──────── EXERCISE PASSAGE

Frustration with results


(Mark) #1

I’m about three months into my strict Keto journey. I use the LoseIt! app to track my macros and calories (yes, I believe calories do matter, even on Keto. Input must be less than output to lose weight).

My macros average (weekly): 62-70% fats, 25-30% proteins, and 2-4% carbs. My total carb intake is less than 30 grams daily (only from leafy greens and keto “approved” items).
My blood ketone level is just starting to nudge up (was 1.2 mmols yesterday) after I have added 30-45 mins of cardio exercise to my day. My urine ketone is high. I know they are different (urine is “waste” ketone?, but not sure the relationship).
My weight is not moving like others I know on this life style. I’m only down 11 pounds in since Jan 7th. Friends are down 20, 25 or even more.
If I don’t count calories, I don’t have any weight loss. I have a hard time keeping under 1800 calories when also trying to keep fats up - they are opposite in nature.
I do “feel” better, but I want and need to lose weight.
I’m 246 pounds age 54, 5’11". I carry it well, but I want to get down to 200.
What am I doing wrong? Can I be “keto” intolerant? I would think by now my ketone level would be 1.7 or higher being so strict. I’m wondering if I should just go onto a “eat what I want” diet while still counting and weighing foods. That is what I didn’t want to do and why I chose Keto life style. I didn’t want to be weighing and measuring foods, but I do anyway.
Can a person just not adapt to losing weight on keto? I’m very frustrated.
Any advice to improve my results?
TIA
Mark


(Little Miss Scare-All) #2

Are you losing inches? How do your clothes fit? Sometimes the scale is a jerk and shouldn’t be listened to. Do you feel or know you’re body is taking up less real-estate in this world?


(Cindy) #3

You’re not keto intolerant. You’re not really doing keto.

No, not really. I’ve had weeks where I feel like I over eat. Certainly, if I were tracking calories, I’d be way over my “allotment.” Those are weeks where I’ll see a drop in scale number. Other days, I’m eating 500-800 calories and the scale doesn’t budge.

The problem with focusing on calories is that it means you’re NOT listening to what your body needs on a daily basis. One day, you might need more (or less) fat, more (or less) protein, etc. Keto is about regulating the hormones that helped us get fat in the first place. If you’re not willing to let those hormones regulate themselves, you’re not really doing keto but just another version of a calorie restrictive diet.

────────────────
──────── RECORD EXTRACTS

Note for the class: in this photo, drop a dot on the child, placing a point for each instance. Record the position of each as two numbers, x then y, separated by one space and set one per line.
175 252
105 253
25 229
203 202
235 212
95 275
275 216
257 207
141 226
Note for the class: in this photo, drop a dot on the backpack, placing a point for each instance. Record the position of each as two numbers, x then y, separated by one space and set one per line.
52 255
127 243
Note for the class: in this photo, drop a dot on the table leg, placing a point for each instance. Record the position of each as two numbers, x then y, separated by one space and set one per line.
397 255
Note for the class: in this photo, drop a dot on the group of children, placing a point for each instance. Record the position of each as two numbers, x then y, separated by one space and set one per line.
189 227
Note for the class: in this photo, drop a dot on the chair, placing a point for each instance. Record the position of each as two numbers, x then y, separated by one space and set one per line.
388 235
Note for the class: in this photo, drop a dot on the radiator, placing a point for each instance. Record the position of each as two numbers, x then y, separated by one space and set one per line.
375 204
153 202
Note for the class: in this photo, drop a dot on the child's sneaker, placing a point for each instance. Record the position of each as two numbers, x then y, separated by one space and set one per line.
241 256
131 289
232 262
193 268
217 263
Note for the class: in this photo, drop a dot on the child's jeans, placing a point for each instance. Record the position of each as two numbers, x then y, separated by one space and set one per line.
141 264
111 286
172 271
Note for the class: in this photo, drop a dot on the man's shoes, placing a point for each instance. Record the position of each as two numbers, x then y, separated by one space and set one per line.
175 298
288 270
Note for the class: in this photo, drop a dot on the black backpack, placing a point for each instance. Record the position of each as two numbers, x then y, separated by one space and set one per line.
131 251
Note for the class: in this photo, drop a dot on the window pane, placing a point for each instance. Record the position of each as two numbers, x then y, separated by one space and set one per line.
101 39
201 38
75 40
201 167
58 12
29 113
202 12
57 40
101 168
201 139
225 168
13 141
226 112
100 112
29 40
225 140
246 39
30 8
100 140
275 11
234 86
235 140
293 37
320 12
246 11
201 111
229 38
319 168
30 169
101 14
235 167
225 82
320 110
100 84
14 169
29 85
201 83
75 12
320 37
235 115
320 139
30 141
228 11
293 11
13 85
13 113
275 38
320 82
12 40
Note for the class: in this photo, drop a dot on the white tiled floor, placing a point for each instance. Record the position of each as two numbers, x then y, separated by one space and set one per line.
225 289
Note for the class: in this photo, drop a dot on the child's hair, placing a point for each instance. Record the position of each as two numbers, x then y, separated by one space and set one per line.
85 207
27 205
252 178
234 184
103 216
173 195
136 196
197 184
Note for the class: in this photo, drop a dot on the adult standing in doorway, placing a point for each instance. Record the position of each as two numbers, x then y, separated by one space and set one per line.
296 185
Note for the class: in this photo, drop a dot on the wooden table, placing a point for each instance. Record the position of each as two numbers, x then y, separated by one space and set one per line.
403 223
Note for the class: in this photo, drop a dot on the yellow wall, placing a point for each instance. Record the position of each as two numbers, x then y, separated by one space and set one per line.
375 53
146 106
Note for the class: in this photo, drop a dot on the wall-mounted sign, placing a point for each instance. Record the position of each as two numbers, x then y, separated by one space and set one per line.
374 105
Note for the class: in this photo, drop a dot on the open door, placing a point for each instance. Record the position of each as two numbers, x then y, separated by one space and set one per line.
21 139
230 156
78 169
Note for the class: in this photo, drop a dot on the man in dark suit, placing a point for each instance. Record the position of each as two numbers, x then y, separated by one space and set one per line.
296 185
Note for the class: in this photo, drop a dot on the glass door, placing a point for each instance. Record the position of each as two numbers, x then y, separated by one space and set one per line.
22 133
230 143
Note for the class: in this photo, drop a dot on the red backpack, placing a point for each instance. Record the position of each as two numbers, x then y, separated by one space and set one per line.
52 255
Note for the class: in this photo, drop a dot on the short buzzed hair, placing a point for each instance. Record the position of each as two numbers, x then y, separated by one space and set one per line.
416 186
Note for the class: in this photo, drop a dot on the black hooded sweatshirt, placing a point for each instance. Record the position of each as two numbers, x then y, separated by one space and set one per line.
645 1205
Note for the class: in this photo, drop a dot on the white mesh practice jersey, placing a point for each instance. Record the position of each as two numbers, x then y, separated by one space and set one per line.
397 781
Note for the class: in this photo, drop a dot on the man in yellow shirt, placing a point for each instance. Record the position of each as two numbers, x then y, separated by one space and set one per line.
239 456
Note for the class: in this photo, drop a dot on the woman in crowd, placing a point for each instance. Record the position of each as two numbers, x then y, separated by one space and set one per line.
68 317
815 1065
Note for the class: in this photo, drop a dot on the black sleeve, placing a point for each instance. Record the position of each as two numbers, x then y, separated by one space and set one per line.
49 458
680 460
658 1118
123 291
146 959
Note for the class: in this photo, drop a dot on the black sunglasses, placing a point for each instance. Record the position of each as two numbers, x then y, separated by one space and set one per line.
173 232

────────────────

▸ BRIEF 1:
In the keto forum thread, how many pounds has Mark lost since January 7th?
▸ BRIEF 2:
Carry on the keto forum thread from the point where it stops.

▸ FINAL ANSWER 1:
11 pounds

▸ FINAL ANSWER 2:
Then don’t! You need to do this as a lifestyle, not a weight loss diet. You need to find the way you CAN do it long-term. Again, not to try to force weight loss in x period of time. Trust (I know that can be difficult to do!) in the process and let it happen.

And you can do it that way. I started keto at the beginning of November. Haven’t a clue how much weight I lost in the first 3 months because I didn’t weigh. I judged my success from clothing and how I FELT (less creaky, more positive, etc). When I did start weighing, I started weighing sporadically in January…and since then, I’ve lost 1-5 lbs depending on what the scale shows on any given day. BUT…I’m still fitting into clothes more easily. Sure, at some point, that scale needs to drop, but what’s more important is SIZE, HEALTH, and whether or not I can sustain this woe…otherwise, the weight will just come back.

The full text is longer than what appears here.